**GIVEN RECORDS:**

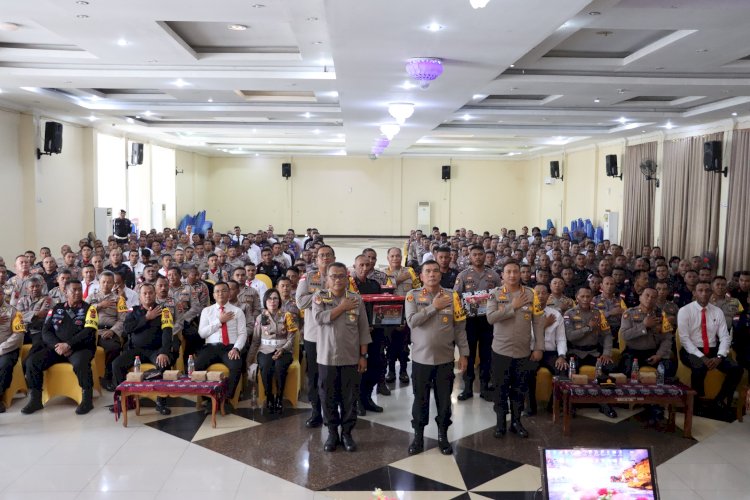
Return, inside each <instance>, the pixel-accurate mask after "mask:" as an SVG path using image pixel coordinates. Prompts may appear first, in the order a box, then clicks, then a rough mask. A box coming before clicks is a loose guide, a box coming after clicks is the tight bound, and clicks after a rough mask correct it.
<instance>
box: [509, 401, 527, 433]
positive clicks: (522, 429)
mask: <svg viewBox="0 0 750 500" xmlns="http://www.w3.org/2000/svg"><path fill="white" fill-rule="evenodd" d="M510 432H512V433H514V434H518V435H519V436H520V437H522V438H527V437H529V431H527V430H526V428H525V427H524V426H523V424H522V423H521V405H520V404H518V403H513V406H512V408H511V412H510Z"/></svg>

--

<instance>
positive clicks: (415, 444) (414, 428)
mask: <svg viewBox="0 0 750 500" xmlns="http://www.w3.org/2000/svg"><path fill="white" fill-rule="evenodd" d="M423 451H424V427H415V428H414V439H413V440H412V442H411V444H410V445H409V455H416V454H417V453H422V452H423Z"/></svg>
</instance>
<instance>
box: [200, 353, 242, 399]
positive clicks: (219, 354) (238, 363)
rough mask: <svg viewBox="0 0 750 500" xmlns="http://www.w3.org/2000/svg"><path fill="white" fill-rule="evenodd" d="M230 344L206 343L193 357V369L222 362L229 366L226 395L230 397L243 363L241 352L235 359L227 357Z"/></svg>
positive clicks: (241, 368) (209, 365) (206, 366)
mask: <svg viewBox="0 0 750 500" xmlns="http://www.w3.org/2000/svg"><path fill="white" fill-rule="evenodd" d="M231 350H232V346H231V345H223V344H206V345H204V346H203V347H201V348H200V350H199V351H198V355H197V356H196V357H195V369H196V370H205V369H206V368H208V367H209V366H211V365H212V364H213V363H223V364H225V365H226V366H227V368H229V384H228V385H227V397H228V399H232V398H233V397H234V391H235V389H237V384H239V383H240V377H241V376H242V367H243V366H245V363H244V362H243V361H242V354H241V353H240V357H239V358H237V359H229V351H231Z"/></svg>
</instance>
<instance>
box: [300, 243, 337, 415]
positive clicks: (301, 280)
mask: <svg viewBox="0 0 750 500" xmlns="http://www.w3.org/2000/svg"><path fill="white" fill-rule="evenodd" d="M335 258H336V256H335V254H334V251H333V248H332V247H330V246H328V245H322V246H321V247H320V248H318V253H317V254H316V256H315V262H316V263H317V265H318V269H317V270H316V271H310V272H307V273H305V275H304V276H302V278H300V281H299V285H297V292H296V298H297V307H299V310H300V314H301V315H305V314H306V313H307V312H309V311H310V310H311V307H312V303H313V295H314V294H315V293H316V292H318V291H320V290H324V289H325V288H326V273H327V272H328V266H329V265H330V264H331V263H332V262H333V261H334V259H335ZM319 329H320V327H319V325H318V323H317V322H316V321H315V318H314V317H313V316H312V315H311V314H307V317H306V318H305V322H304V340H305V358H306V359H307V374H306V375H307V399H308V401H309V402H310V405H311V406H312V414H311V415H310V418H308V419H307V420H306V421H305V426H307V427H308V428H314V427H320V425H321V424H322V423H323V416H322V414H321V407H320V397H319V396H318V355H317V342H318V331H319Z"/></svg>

**EXERCISE AIM:** Each line in the entries above, starting at the line with "Return, inside each" and ending at the line with "box: [509, 401, 527, 433]", is to be printed exactly, and only those lines.

**EXERCISE OUTPUT:**
Return, inside each <instance>, the pixel-accurate mask after "mask:" as an SVG path using image pixel coordinates. Prompts may appear first, in the order a box, then clicks, then a rough mask. A box coming before clicks is a loose guide, a box coming after clicks is the tight bound, and clicks after a rough mask correct it.
<instance>
box: [509, 401, 527, 433]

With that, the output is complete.